Exercise instructions →
Please repeat the listing exactly, with every line intact.

======== Materials provided ========

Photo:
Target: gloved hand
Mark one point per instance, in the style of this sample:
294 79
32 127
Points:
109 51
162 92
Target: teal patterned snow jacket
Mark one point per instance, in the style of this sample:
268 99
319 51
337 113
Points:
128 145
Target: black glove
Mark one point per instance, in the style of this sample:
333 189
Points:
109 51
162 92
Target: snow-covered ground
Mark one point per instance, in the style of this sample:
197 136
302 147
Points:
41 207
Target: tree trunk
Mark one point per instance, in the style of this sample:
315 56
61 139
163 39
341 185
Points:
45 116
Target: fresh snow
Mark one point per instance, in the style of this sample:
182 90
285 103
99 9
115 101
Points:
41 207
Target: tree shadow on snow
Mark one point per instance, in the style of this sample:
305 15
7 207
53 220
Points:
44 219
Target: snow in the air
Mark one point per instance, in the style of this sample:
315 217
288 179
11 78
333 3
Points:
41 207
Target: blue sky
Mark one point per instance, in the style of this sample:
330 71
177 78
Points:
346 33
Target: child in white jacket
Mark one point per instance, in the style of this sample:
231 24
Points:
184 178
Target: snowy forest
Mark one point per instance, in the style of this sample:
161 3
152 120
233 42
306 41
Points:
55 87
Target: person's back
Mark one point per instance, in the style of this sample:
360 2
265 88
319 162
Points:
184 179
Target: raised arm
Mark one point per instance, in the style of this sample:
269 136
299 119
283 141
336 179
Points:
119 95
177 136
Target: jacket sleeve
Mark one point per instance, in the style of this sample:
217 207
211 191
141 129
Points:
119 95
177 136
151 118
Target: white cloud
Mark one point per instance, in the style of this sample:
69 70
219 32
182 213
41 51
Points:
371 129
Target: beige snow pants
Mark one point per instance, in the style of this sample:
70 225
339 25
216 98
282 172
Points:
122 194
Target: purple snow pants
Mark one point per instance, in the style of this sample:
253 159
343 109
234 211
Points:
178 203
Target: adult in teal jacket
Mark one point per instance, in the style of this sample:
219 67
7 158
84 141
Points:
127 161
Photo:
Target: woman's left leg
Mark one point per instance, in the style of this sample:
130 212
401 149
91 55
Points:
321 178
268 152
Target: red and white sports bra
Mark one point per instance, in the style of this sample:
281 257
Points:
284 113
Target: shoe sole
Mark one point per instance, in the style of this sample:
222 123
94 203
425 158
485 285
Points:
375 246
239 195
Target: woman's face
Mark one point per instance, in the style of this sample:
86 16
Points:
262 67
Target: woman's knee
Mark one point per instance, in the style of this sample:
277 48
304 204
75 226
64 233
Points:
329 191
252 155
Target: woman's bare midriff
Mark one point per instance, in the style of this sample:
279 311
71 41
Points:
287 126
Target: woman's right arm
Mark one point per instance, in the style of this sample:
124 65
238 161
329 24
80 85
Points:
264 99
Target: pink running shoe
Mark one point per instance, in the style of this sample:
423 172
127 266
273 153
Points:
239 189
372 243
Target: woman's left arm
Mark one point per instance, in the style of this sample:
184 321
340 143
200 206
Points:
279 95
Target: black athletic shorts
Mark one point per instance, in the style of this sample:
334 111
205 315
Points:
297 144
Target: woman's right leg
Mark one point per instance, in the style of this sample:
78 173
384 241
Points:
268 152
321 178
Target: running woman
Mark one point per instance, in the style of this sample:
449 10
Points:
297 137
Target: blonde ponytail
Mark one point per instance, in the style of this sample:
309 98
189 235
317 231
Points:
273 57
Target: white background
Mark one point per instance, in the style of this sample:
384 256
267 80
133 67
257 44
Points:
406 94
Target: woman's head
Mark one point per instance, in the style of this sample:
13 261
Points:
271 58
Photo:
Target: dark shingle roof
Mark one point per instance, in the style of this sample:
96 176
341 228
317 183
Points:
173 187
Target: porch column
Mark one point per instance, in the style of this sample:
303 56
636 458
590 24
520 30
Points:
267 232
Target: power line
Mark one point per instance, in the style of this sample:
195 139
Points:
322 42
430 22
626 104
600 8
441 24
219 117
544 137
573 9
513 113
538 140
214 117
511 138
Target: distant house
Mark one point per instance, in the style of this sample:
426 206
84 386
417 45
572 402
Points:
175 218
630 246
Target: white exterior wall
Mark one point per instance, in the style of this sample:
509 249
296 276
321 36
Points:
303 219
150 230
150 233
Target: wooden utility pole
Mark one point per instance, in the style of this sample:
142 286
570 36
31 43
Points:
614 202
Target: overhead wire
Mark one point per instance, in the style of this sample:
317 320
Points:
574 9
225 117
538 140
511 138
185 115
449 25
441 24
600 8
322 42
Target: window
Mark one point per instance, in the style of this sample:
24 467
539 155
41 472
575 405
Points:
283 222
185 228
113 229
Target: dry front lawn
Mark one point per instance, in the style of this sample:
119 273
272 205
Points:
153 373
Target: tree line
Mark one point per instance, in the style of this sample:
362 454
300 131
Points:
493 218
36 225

========

Answer section →
Photo:
Target: gloved hand
Mark one point per instance, in the style of this sample:
294 79
32 127
Points:
109 51
162 92
Target: teal patterned snow jacket
Mark one point per instance, in the style of this sample:
268 99
319 51
337 113
Points:
128 145
Target: black glove
Mark one point per instance, in the style of this sample:
333 189
Points:
109 51
162 92
Target: snow-covered ground
Mark one point per instance, in the style of this sample:
197 136
302 147
Points:
41 207
Target: tree trunk
Mark one point per instance, in the style of this sample:
315 56
61 139
163 39
341 185
Points:
45 116
Target: fresh snow
Mark one point per instance, in the style of this sample:
182 90
285 103
99 9
115 101
Points:
41 207
Target: tree shadow on snow
Mark one point per instance, in the style of this sample:
305 15
7 207
53 220
Points:
44 219
Target: snow in the air
Mark one point per instance, in the style of this sample:
315 217
288 179
11 78
333 3
Points:
41 207
Target: blue sky
Mark one point per instance, in the style of this sample:
330 71
177 78
Points:
346 33
Target: child in white jacket
Mark one point per instance, in the style of this sample:
231 24
Points:
184 178
Target: snowy forest
Mark one point per instance, in the style of this sample:
161 3
152 120
233 42
306 41
Points:
55 87
Target: person's back
Mark one point per instance, in the style of this sample:
360 2
265 88
319 162
Points:
184 179
Target: raised arm
Mark one point per instance, in the style of this sample:
269 136
299 119
283 141
336 179
Points:
119 95
177 136
Target: jacket sleeve
Mark one point per instance, in the style of this sample:
217 207
211 191
141 129
Points:
119 95
177 136
151 118
Target: white cloud
Mark one point per instance, in the style of this sample:
69 70
219 32
182 213
41 51
Points:
371 129
Target: beige snow pants
Mark one point per instance, in the style of this sample:
70 225
339 25
216 98
282 172
Points:
122 194
Target: purple snow pants
Mark one point per instance, in the style of this sample:
253 159
343 109
234 211
Points:
178 203
Target: adult in teal jacket
Mark one point per instance, in the style of this sample:
219 67
7 158
84 141
Points:
127 161
Photo:
Target: woman's left leg
Mark one point per instance, in the style of this sample:
130 212
401 149
91 55
Points:
321 178
268 152
Target: red and white sports bra
Mark one point per instance, in the style of this sample:
281 257
Points:
284 113
Target: shoe sole
Mark one point per instance, in the style of this sample:
222 123
94 203
425 158
485 285
Points:
375 246
239 195
Target: woman's face
Mark one point per instance, in the style of this sample:
86 16
Points:
262 67
Target: woman's knee
Mark one point per instance, in the style of this sample:
277 48
304 204
75 226
64 233
Points:
329 191
252 155
Target: woman's bare midriff
Mark one point per instance, in the style of this sample:
279 311
71 41
Points:
287 126
Target: woman's right arm
Mark one point per instance, in the style of this sample:
124 65
238 161
329 24
80 85
Points:
264 99
Target: pink running shoe
Mark one point per instance, in the style of this sample:
423 172
127 266
273 153
Points:
239 189
372 243
Target: woman's left arm
Mark one point per instance, in the style of this sample:
184 321
340 143
200 206
Points:
279 95
Target: black athletic shorts
Mark one point per instance, in the style of this sample:
334 111
205 315
Points:
297 144
Target: woman's right leg
Mark one point per instance, in the style of this sample:
78 173
384 241
Points:
268 152
321 178
Target: running woman
Mark one point per instance, in the style of this sample:
449 10
Points:
297 137
Target: blonde ponytail
Mark one point per instance, in the style of this sample:
309 98
189 235
317 231
Points:
273 57
Target: white background
Mark one point per instance, in the style of this sample:
384 256
267 80
133 67
257 44
Points:
406 94
Target: woman's head
Mark one point per instance, in the style of this sample:
13 261
Points:
271 58
Photo:
Target: dark shingle roof
Mark one point per instance, in the style of this sample:
96 176
341 228
317 183
Points:
173 187
Target: porch column
Mark one point per instance, in the style of this sample:
303 56
636 458
590 24
520 30
Points:
267 232
Target: power line
Mark one point per instance, in the style of this sample:
195 139
Points:
322 42
430 22
626 104
600 8
441 24
219 117
544 137
573 9
513 113
538 140
214 117
511 138
Target: distant house
Mark one point per instance, in the style of this sample:
426 206
84 386
417 45
572 402
Points:
175 218
630 246
Target: white exterior wall
Mark one point per instance, in the style of this sample:
509 249
296 276
321 36
Points:
303 219
150 230
150 233
Target: wooden utility pole
Mark one point per instance, in the style of this sample:
142 286
570 36
31 43
Points:
614 202
Target: overhead wire
Mark one point per instance, in the style of this sample:
317 320
Points:
574 9
225 117
538 140
511 138
185 115
449 25
441 24
600 8
322 42
Target: window
Mark one point per instance, in the style of this sample:
24 467
539 155
41 472
575 405
Points:
283 222
185 228
113 229
Target: dry front lawn
Mark one point per instance, in the style of this sample:
119 273
272 205
Points:
153 373
Target: tree line
Mark one point per instance, in the style of this sample:
362 454
300 131
Points:
493 218
36 225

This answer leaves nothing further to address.